§ **What you will do**
Repeat the stretch of entries below from the line with "object=man in blue shorts" through the line with "object=colorful patterned backpack". Include both ends and add nothing.

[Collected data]
● ● ● ● ● ● ●

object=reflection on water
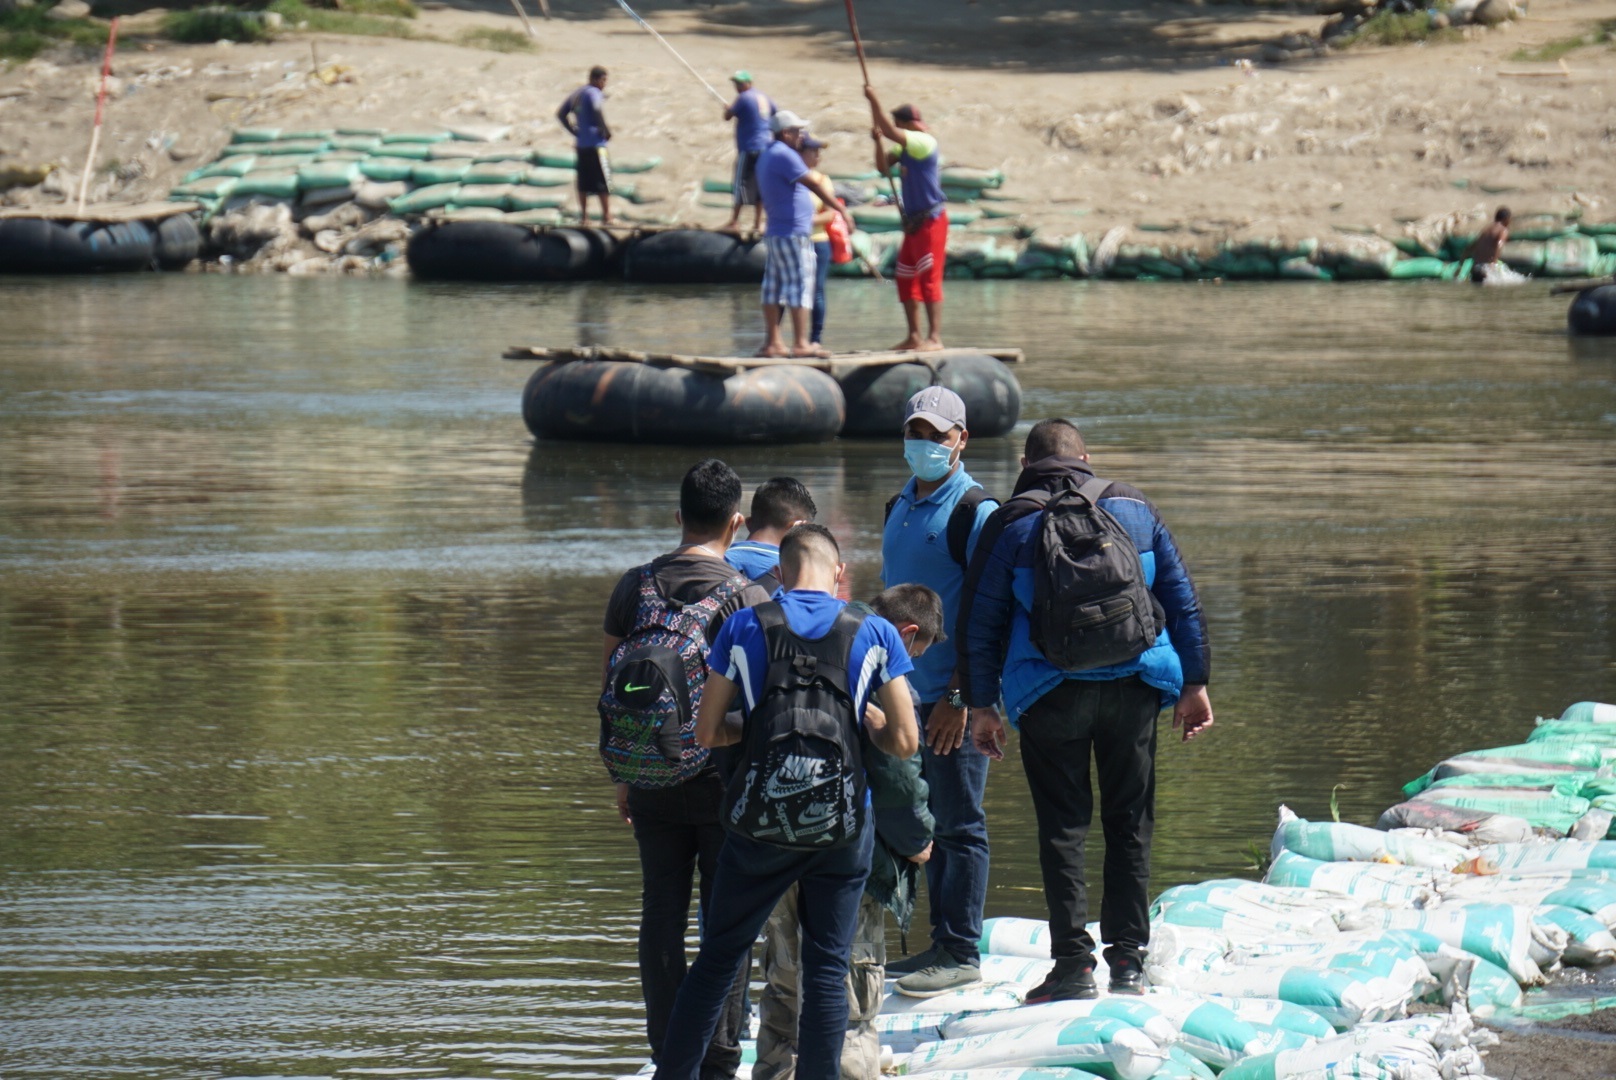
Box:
[2,275,1615,1077]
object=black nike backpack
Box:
[723,602,868,849]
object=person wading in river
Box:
[601,459,771,1080]
[558,65,613,225]
[958,418,1213,1002]
[722,71,774,235]
[1466,207,1511,285]
[755,111,853,359]
[865,87,947,352]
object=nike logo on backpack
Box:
[624,682,652,693]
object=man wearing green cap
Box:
[722,71,774,233]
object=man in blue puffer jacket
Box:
[958,418,1213,1003]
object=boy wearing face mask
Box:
[879,387,1003,998]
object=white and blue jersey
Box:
[725,539,781,581]
[709,589,914,720]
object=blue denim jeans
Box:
[653,825,875,1080]
[810,239,831,344]
[918,700,991,964]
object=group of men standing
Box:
[599,393,1214,1080]
[557,67,951,357]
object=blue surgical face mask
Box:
[904,438,957,482]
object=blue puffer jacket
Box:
[958,456,1211,723]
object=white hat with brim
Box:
[769,110,809,134]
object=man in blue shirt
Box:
[654,524,920,1080]
[755,110,852,359]
[726,477,817,588]
[722,71,774,234]
[960,418,1214,1002]
[880,386,1002,998]
[557,65,612,225]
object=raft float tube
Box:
[1568,284,1616,336]
[0,202,202,274]
[504,344,1024,445]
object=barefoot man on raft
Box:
[867,87,947,351]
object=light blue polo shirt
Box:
[879,466,997,704]
[726,539,781,581]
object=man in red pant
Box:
[867,87,947,352]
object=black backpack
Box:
[724,601,868,849]
[1017,476,1165,672]
[884,485,990,569]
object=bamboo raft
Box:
[0,201,200,223]
[501,343,1025,376]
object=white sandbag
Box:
[877,1013,954,1051]
[1155,878,1362,926]
[1440,875,1616,926]
[895,1070,1095,1080]
[978,956,1057,987]
[1154,898,1340,943]
[1535,904,1616,966]
[1218,1031,1444,1080]
[1478,838,1616,872]
[1376,929,1525,1015]
[942,998,1179,1050]
[1265,850,1440,907]
[1556,701,1616,725]
[1145,948,1412,1030]
[1272,806,1469,870]
[882,984,1025,1016]
[1339,903,1560,985]
[899,1017,1171,1080]
[1224,937,1439,1003]
[1145,989,1337,1040]
[980,917,1054,959]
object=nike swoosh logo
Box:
[624,683,652,693]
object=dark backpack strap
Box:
[751,569,781,597]
[884,493,901,525]
[1075,476,1113,506]
[945,485,989,569]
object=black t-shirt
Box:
[603,552,772,643]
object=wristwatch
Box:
[946,688,967,710]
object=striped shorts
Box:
[762,235,817,310]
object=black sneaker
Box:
[884,943,944,977]
[1024,961,1097,1004]
[1108,956,1146,995]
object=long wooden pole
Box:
[841,0,903,215]
[75,16,119,215]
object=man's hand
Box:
[837,206,856,236]
[907,841,934,865]
[615,782,633,825]
[1173,684,1214,742]
[925,700,968,755]
[970,708,1007,761]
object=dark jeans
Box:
[626,773,750,1080]
[1016,676,1160,970]
[919,701,990,965]
[653,825,875,1080]
[811,239,831,344]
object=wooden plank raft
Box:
[0,201,199,223]
[501,344,1024,375]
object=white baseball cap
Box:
[769,110,809,134]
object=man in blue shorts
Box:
[722,71,774,234]
[558,65,612,225]
[653,524,920,1080]
[755,110,852,359]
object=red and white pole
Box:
[75,16,120,215]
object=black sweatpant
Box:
[1016,675,1161,970]
[626,771,750,1080]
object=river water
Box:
[2,275,1614,1078]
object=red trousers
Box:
[896,211,948,303]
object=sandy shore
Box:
[3,0,1615,243]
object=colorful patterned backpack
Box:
[598,566,749,788]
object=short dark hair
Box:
[589,65,608,81]
[780,522,840,568]
[1495,206,1512,224]
[750,477,817,530]
[870,584,945,644]
[680,459,742,533]
[1024,418,1086,464]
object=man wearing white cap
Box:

● ● ● ● ● ● ●

§ **Output for this exercise**
object=man in blue shorts
Box:
[722,71,774,234]
[558,65,612,225]
[653,524,920,1080]
[755,110,852,359]
object=red and white pole
Box:
[75,16,120,215]
object=black sweatpant
Box:
[1016,675,1161,970]
[626,771,750,1080]
object=river water
Box:
[2,275,1614,1078]
object=red trousers
Box:
[896,211,948,303]
object=sandy shore
Box:
[3,0,1615,243]
object=colorful patterned backpack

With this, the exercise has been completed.